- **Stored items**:
▽

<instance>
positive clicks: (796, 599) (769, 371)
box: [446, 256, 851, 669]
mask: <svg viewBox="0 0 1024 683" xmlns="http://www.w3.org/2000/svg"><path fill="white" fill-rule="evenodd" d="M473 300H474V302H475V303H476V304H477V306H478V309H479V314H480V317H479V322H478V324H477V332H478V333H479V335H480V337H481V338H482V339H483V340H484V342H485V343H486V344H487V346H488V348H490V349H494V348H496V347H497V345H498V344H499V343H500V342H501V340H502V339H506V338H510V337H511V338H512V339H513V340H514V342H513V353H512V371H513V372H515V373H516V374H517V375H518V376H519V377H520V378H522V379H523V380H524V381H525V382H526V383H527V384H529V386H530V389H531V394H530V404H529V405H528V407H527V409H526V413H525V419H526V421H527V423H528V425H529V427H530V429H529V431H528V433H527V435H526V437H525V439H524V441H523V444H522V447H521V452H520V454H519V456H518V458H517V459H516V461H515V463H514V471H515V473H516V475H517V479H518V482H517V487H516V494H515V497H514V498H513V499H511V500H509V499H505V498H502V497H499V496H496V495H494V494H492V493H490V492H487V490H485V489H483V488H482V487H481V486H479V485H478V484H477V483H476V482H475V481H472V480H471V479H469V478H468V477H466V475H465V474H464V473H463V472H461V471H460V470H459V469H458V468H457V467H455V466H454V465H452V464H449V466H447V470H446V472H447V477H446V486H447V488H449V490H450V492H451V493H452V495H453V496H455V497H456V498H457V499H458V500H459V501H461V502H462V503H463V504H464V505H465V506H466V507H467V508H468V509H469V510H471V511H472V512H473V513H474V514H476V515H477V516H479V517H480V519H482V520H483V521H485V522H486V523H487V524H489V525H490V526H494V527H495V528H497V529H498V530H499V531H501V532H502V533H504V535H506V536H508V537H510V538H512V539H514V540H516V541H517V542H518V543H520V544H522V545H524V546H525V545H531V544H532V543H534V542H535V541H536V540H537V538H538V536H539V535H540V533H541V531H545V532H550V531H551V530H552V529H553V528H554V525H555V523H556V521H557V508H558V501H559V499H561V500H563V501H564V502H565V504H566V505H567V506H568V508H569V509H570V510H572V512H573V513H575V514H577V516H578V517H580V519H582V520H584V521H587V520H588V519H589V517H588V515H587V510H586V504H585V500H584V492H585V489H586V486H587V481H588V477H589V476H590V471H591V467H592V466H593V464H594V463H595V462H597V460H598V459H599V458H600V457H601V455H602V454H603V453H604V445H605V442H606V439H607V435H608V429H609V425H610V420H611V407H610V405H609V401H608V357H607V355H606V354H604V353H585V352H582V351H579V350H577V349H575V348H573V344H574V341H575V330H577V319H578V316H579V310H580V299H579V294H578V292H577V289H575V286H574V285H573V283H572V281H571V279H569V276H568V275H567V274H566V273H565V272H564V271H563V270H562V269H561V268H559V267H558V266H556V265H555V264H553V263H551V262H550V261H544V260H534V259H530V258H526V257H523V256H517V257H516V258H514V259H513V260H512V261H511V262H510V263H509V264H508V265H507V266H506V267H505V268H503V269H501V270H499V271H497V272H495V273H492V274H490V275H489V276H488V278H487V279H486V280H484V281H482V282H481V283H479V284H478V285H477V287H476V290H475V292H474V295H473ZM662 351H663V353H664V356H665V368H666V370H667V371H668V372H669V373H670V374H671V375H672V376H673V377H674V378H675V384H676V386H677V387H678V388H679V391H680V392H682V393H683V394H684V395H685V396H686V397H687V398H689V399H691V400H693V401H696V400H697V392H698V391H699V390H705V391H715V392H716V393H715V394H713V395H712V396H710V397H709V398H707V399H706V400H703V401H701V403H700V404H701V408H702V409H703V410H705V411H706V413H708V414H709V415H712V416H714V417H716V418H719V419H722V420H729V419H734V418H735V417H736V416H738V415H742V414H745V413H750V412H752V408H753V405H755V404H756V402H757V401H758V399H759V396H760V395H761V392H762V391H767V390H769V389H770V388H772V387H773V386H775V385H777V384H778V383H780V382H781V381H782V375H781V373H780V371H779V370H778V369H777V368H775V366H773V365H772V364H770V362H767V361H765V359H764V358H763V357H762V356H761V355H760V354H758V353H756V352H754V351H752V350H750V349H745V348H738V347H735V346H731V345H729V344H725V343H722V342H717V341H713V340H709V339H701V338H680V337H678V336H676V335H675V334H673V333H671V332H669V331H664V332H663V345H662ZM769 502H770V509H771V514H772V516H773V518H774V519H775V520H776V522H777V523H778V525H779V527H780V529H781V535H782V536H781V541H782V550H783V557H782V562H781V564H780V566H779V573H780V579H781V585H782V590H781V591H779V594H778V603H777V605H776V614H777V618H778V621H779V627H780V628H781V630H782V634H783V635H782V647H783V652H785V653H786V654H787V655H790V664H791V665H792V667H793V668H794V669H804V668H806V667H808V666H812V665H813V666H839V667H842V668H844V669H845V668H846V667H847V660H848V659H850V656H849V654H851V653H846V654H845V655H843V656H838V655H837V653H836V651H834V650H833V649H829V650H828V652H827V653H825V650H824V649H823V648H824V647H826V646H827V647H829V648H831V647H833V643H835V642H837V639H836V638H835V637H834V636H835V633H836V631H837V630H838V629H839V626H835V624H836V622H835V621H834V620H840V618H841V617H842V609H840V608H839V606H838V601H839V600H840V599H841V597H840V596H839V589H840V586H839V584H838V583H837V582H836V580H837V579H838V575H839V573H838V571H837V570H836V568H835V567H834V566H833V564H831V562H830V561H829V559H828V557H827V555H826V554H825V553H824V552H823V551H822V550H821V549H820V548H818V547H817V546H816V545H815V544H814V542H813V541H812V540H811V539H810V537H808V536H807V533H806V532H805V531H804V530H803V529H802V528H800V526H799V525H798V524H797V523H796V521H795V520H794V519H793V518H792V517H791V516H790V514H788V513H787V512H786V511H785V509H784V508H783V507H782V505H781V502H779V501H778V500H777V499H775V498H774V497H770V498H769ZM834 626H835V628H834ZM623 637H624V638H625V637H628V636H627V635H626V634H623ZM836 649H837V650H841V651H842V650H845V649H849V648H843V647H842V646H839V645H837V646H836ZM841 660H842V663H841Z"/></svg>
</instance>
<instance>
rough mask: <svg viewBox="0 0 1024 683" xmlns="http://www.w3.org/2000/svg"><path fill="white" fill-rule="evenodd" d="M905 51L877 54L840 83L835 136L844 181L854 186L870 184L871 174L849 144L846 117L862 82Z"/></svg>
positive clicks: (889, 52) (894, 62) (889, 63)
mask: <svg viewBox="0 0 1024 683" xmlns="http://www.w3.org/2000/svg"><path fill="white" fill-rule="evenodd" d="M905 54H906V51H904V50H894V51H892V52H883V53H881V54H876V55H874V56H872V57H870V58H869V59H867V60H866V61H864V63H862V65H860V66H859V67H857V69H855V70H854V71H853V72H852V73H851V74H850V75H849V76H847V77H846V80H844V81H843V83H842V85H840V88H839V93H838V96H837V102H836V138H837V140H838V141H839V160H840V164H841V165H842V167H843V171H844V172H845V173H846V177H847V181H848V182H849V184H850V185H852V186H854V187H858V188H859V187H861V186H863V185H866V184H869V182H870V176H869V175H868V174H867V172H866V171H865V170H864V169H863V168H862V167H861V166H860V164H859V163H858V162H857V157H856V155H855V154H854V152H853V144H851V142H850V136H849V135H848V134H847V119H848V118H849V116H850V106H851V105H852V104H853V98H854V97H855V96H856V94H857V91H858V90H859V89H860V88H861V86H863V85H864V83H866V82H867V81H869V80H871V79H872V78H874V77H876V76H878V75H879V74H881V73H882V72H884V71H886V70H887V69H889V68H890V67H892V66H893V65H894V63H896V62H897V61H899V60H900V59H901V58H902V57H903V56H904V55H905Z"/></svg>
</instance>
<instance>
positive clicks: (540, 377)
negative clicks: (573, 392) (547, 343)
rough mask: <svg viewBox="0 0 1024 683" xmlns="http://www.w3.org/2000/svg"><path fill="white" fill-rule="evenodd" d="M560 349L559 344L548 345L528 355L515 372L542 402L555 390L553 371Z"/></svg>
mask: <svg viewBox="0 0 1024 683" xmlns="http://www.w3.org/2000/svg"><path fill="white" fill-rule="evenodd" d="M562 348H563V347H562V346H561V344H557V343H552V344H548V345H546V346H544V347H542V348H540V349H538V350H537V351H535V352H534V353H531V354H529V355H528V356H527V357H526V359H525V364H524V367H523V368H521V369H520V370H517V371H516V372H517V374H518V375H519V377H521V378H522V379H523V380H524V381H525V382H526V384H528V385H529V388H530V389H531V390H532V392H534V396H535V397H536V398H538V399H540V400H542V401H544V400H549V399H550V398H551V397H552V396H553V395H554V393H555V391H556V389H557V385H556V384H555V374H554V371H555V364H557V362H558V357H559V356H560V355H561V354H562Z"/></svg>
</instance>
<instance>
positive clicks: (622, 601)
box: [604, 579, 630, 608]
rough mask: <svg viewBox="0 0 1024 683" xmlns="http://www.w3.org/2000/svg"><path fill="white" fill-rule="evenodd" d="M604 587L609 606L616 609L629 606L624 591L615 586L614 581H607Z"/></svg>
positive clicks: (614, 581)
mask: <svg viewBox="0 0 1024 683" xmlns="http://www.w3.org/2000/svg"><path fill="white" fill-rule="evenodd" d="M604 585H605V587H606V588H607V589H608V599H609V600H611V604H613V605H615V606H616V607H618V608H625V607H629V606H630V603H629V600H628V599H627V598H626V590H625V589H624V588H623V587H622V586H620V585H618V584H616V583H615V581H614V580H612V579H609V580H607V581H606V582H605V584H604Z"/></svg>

△

- **DESCRIPTION OF THE TASK**:
Rewrite the stretch from the line containing "587L609 606L616 609L629" through the end of the listing, changing "rough mask" to "coarse mask" and leaving everything else as is.

- **ANSWER BELOW**:
coarse mask: <svg viewBox="0 0 1024 683" xmlns="http://www.w3.org/2000/svg"><path fill="white" fill-rule="evenodd" d="M604 587L609 606L616 609L629 606L624 591L615 586L614 581H607Z"/></svg>
positive clicks: (614, 581)
mask: <svg viewBox="0 0 1024 683" xmlns="http://www.w3.org/2000/svg"><path fill="white" fill-rule="evenodd" d="M604 585H605V587H606V588H607V589H608V599H609V600H611V604H613V605H615V606H616V607H618V608H625V607H629V606H630V603H629V600H628V599H627V598H626V590H625V589H624V588H623V587H622V586H620V585H618V584H616V583H615V581H614V580H612V579H609V580H607V581H606V582H605V584H604Z"/></svg>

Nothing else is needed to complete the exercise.